_Task objective_
Nothing other than the lines from the one containing "of the speaker." through the close of the entries below should be printed, each exactly.

^^^^^^^^^^^^^^^^

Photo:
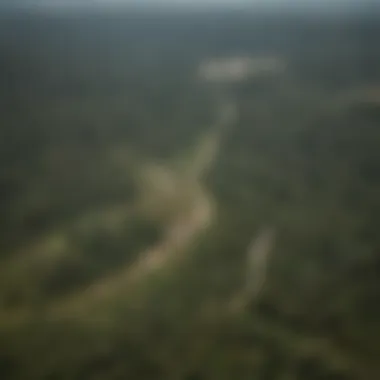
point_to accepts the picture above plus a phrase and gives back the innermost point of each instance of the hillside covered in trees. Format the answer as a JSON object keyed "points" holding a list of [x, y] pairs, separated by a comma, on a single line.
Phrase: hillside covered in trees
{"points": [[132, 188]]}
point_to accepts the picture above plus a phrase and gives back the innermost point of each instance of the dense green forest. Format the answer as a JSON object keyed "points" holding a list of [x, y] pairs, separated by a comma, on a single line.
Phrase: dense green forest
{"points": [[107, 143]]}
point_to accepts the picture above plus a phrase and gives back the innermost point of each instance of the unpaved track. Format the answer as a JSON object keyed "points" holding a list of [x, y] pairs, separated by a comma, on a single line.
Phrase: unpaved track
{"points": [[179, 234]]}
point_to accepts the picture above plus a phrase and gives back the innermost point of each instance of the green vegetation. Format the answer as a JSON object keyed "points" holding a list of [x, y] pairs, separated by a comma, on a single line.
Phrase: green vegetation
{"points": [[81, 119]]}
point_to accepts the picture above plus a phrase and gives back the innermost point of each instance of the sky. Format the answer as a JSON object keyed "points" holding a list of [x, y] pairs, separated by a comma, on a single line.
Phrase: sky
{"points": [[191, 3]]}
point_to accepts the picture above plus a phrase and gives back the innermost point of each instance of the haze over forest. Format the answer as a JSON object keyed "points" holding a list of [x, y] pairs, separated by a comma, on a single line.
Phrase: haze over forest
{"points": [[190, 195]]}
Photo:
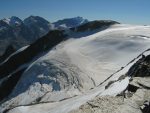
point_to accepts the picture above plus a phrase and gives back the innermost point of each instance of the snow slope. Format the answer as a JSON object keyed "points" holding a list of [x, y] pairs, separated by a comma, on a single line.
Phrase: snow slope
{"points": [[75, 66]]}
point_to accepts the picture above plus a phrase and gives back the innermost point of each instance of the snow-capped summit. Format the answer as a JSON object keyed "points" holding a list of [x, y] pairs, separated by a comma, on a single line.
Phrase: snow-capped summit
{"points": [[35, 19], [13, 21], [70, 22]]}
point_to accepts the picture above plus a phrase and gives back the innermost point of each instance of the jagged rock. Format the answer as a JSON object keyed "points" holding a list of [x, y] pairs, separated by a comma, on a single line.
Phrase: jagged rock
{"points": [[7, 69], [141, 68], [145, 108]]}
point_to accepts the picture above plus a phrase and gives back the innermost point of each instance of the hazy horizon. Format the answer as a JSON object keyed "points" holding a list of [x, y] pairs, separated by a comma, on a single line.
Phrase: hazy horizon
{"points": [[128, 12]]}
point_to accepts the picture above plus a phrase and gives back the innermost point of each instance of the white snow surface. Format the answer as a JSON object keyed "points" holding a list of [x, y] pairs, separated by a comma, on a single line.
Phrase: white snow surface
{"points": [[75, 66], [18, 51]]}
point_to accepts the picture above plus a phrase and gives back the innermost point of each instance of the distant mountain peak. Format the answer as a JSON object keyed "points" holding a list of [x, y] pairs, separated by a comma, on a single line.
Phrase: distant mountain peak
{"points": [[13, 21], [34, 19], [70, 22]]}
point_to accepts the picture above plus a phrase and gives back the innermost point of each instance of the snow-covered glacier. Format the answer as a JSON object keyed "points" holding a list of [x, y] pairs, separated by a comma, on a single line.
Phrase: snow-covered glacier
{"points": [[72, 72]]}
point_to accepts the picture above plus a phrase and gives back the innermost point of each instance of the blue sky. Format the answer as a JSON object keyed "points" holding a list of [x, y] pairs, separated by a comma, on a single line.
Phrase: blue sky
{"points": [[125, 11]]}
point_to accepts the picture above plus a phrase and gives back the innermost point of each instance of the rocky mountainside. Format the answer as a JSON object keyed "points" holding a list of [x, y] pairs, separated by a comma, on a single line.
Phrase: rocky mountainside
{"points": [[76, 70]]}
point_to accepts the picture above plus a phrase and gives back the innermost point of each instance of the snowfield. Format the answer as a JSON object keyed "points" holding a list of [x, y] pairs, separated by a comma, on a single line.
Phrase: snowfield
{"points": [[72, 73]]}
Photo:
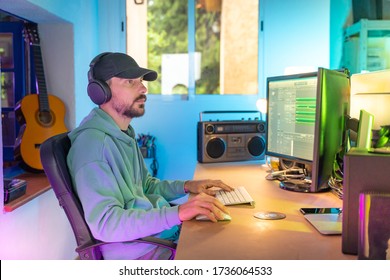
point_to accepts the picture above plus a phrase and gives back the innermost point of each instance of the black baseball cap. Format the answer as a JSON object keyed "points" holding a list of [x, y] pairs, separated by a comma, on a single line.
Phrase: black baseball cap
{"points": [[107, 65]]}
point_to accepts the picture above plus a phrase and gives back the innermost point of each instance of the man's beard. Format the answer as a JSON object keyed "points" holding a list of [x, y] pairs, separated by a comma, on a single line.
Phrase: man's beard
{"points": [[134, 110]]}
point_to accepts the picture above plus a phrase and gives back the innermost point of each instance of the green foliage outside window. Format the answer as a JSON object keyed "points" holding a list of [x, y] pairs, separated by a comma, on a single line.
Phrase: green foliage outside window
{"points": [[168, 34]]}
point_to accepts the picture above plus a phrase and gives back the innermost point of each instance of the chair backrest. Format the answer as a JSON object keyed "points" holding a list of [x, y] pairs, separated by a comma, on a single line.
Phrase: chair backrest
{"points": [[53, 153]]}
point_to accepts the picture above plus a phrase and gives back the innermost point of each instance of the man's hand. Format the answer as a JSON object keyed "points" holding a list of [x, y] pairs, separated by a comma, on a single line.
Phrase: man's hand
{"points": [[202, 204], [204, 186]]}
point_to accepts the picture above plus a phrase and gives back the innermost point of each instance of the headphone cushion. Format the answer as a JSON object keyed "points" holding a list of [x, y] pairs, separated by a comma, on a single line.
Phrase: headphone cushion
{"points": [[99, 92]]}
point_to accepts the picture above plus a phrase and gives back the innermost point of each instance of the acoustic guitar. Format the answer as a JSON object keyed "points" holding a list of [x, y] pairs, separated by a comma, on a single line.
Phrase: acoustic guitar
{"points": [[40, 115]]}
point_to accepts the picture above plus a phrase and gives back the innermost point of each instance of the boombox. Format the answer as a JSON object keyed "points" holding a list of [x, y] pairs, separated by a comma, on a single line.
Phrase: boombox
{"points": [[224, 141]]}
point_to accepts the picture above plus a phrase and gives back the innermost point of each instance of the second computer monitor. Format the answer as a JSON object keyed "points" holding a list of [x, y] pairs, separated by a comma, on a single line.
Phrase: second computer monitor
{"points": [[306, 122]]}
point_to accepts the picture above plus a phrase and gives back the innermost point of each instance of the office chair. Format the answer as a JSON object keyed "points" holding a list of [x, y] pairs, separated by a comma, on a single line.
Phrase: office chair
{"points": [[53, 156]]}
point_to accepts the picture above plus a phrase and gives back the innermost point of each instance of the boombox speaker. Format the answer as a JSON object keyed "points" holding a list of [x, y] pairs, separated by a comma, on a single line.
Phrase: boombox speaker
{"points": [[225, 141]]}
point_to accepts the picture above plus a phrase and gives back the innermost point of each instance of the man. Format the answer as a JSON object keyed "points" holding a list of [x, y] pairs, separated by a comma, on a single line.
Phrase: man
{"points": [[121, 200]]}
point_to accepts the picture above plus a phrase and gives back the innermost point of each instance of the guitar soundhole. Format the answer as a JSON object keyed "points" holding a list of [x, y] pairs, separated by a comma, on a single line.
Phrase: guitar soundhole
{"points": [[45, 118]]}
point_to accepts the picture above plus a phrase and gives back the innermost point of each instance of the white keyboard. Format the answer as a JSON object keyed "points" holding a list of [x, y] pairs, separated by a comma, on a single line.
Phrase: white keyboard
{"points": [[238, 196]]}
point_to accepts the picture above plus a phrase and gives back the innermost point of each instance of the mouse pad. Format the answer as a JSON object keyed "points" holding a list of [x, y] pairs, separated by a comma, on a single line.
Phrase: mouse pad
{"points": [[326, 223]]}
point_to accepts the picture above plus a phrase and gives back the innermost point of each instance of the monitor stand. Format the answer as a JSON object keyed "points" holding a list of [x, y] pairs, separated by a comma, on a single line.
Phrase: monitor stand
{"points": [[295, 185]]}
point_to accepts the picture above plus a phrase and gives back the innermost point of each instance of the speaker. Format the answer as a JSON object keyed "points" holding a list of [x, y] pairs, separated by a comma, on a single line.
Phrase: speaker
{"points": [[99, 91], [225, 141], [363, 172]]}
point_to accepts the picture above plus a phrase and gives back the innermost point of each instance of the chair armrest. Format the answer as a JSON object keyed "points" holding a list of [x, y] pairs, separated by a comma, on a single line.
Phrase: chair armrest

^^^^^^^^^^^^^^^^

_Full response_
point_to accepts the picture above plus a phrase and gives back the innermost point of each instance of the speaker. Format the answer as a JSON object keyed "points" holding a list of [x, y] pairs, separated by a comma, on a single line.
Phrase: speaker
{"points": [[99, 91], [225, 141], [363, 172]]}
point_to accepts the picture above plus a phrase and gives back the innermost point of each instance of the chair armrest. Format the answer as a JSON object keyed "points" holding a list of [x, y] pairs, separated by a comma, on a single line.
Phrase: chair armrest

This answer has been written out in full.